_Exercise details_. Can you find every line in the records below that contains the word "palm", with case counting, and copy each of those lines?

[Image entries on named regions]
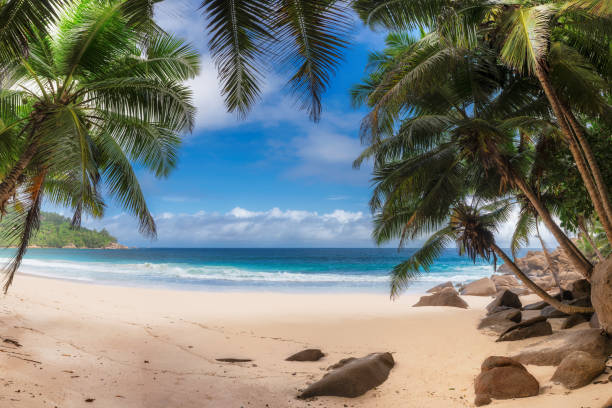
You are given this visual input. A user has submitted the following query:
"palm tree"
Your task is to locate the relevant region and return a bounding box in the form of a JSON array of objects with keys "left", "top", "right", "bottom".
[
  {"left": 353, "top": 35, "right": 592, "bottom": 275},
  {"left": 355, "top": 0, "right": 612, "bottom": 247},
  {"left": 201, "top": 0, "right": 350, "bottom": 121},
  {"left": 391, "top": 199, "right": 593, "bottom": 314},
  {"left": 0, "top": 0, "right": 199, "bottom": 290}
]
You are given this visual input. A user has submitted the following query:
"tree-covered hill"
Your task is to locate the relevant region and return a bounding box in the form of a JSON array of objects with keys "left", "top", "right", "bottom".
[{"left": 0, "top": 212, "right": 120, "bottom": 248}]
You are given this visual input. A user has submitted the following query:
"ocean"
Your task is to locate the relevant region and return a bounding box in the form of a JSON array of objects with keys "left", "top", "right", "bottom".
[{"left": 0, "top": 248, "right": 524, "bottom": 293}]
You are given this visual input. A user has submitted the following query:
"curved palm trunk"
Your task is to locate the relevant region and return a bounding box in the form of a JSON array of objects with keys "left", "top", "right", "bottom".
[
  {"left": 513, "top": 177, "right": 593, "bottom": 279},
  {"left": 559, "top": 101, "right": 612, "bottom": 228},
  {"left": 535, "top": 61, "right": 612, "bottom": 244},
  {"left": 0, "top": 135, "right": 38, "bottom": 210},
  {"left": 491, "top": 244, "right": 593, "bottom": 314},
  {"left": 536, "top": 222, "right": 563, "bottom": 293},
  {"left": 578, "top": 216, "right": 604, "bottom": 261}
]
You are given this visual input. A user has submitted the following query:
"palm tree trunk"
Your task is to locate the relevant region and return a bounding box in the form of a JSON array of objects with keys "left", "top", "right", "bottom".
[
  {"left": 513, "top": 176, "right": 593, "bottom": 279},
  {"left": 491, "top": 244, "right": 593, "bottom": 314},
  {"left": 0, "top": 133, "right": 38, "bottom": 210},
  {"left": 536, "top": 222, "right": 563, "bottom": 294},
  {"left": 559, "top": 105, "right": 612, "bottom": 228},
  {"left": 578, "top": 216, "right": 604, "bottom": 261},
  {"left": 535, "top": 61, "right": 612, "bottom": 244}
]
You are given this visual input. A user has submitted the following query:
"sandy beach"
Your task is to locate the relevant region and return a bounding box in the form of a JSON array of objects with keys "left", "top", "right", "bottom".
[{"left": 0, "top": 276, "right": 612, "bottom": 408}]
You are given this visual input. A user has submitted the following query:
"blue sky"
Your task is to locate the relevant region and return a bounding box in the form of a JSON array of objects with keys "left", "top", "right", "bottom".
[
  {"left": 55, "top": 0, "right": 384, "bottom": 247},
  {"left": 47, "top": 0, "right": 548, "bottom": 247}
]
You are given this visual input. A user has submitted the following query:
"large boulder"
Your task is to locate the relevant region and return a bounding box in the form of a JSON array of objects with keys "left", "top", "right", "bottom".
[
  {"left": 298, "top": 353, "right": 395, "bottom": 399},
  {"left": 478, "top": 309, "right": 522, "bottom": 333},
  {"left": 570, "top": 279, "right": 591, "bottom": 299},
  {"left": 523, "top": 300, "right": 549, "bottom": 310},
  {"left": 552, "top": 351, "right": 606, "bottom": 390},
  {"left": 540, "top": 306, "right": 569, "bottom": 319},
  {"left": 427, "top": 281, "right": 454, "bottom": 293},
  {"left": 487, "top": 290, "right": 523, "bottom": 313},
  {"left": 286, "top": 349, "right": 325, "bottom": 361},
  {"left": 589, "top": 312, "right": 601, "bottom": 329},
  {"left": 461, "top": 278, "right": 497, "bottom": 296},
  {"left": 514, "top": 329, "right": 612, "bottom": 366},
  {"left": 474, "top": 356, "right": 540, "bottom": 406},
  {"left": 413, "top": 288, "right": 468, "bottom": 309},
  {"left": 561, "top": 313, "right": 588, "bottom": 330},
  {"left": 497, "top": 316, "right": 552, "bottom": 341},
  {"left": 591, "top": 256, "right": 612, "bottom": 334}
]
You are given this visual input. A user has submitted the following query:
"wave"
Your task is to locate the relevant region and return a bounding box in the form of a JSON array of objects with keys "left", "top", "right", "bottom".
[{"left": 0, "top": 258, "right": 492, "bottom": 286}]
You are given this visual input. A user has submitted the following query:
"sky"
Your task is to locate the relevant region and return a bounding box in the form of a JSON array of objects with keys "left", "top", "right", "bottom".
[{"left": 46, "top": 0, "right": 556, "bottom": 247}]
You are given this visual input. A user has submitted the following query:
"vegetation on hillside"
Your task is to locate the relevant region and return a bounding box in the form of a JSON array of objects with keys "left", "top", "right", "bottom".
[{"left": 0, "top": 212, "right": 117, "bottom": 248}]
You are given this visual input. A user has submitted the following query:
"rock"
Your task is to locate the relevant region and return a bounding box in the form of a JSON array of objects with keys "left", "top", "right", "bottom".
[
  {"left": 570, "top": 279, "right": 591, "bottom": 299},
  {"left": 561, "top": 314, "right": 587, "bottom": 330},
  {"left": 491, "top": 275, "right": 519, "bottom": 287},
  {"left": 215, "top": 357, "right": 253, "bottom": 363},
  {"left": 540, "top": 306, "right": 569, "bottom": 318},
  {"left": 427, "top": 281, "right": 455, "bottom": 293},
  {"left": 497, "top": 316, "right": 552, "bottom": 341},
  {"left": 589, "top": 312, "right": 601, "bottom": 329},
  {"left": 412, "top": 288, "right": 468, "bottom": 309},
  {"left": 474, "top": 356, "right": 540, "bottom": 406},
  {"left": 104, "top": 242, "right": 129, "bottom": 249},
  {"left": 286, "top": 349, "right": 325, "bottom": 361},
  {"left": 514, "top": 329, "right": 612, "bottom": 366},
  {"left": 487, "top": 290, "right": 523, "bottom": 313},
  {"left": 478, "top": 309, "right": 522, "bottom": 333},
  {"left": 591, "top": 256, "right": 612, "bottom": 334},
  {"left": 523, "top": 301, "right": 549, "bottom": 310},
  {"left": 298, "top": 353, "right": 395, "bottom": 399},
  {"left": 461, "top": 278, "right": 497, "bottom": 296},
  {"left": 552, "top": 351, "right": 606, "bottom": 390}
]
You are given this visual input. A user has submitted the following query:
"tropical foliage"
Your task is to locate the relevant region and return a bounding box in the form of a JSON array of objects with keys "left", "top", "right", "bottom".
[
  {"left": 0, "top": 212, "right": 117, "bottom": 248},
  {"left": 0, "top": 0, "right": 199, "bottom": 289},
  {"left": 352, "top": 1, "right": 612, "bottom": 312}
]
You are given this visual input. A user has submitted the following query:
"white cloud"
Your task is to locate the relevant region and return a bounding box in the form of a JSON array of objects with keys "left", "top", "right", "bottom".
[{"left": 86, "top": 207, "right": 372, "bottom": 247}]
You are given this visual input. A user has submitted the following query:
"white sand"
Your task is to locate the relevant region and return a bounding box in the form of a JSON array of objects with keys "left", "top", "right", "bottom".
[{"left": 0, "top": 276, "right": 612, "bottom": 408}]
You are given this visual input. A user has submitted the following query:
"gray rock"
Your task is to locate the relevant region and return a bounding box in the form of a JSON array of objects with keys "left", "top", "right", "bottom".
[
  {"left": 589, "top": 312, "right": 601, "bottom": 329},
  {"left": 298, "top": 353, "right": 395, "bottom": 399},
  {"left": 474, "top": 356, "right": 540, "bottom": 406},
  {"left": 497, "top": 316, "right": 552, "bottom": 341},
  {"left": 540, "top": 306, "right": 569, "bottom": 319},
  {"left": 413, "top": 288, "right": 468, "bottom": 309},
  {"left": 478, "top": 309, "right": 522, "bottom": 333},
  {"left": 570, "top": 279, "right": 591, "bottom": 299},
  {"left": 523, "top": 301, "right": 549, "bottom": 310},
  {"left": 461, "top": 278, "right": 497, "bottom": 296},
  {"left": 552, "top": 351, "right": 606, "bottom": 390},
  {"left": 286, "top": 349, "right": 325, "bottom": 361},
  {"left": 427, "top": 281, "right": 454, "bottom": 293},
  {"left": 561, "top": 313, "right": 588, "bottom": 330},
  {"left": 514, "top": 329, "right": 612, "bottom": 366},
  {"left": 487, "top": 290, "right": 523, "bottom": 313}
]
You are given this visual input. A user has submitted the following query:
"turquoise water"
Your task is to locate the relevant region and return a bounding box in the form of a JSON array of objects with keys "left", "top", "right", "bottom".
[{"left": 0, "top": 248, "right": 524, "bottom": 292}]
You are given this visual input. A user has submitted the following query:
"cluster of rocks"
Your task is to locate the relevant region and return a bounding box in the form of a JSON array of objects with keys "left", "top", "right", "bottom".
[{"left": 491, "top": 249, "right": 583, "bottom": 295}]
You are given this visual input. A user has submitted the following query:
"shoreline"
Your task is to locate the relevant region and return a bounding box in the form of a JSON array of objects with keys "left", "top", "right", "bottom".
[{"left": 0, "top": 275, "right": 608, "bottom": 408}]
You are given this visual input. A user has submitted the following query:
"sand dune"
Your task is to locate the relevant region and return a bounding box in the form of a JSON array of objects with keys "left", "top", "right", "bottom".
[{"left": 0, "top": 276, "right": 612, "bottom": 408}]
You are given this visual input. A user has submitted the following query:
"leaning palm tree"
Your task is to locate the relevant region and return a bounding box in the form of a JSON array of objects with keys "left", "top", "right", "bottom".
[
  {"left": 0, "top": 0, "right": 199, "bottom": 290},
  {"left": 353, "top": 35, "right": 592, "bottom": 275},
  {"left": 391, "top": 199, "right": 593, "bottom": 313},
  {"left": 355, "top": 0, "right": 612, "bottom": 247}
]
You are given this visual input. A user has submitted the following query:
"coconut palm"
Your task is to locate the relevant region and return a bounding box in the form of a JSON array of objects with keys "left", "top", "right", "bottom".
[
  {"left": 0, "top": 0, "right": 199, "bottom": 290},
  {"left": 353, "top": 36, "right": 592, "bottom": 275},
  {"left": 391, "top": 199, "right": 593, "bottom": 313},
  {"left": 201, "top": 0, "right": 350, "bottom": 120}
]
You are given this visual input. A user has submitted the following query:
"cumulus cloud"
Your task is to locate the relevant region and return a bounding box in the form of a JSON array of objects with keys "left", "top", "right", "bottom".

_Answer_.
"palm tree"
"curved palm trunk"
"palm tree trunk"
"leaning palm tree"
"coconut palm"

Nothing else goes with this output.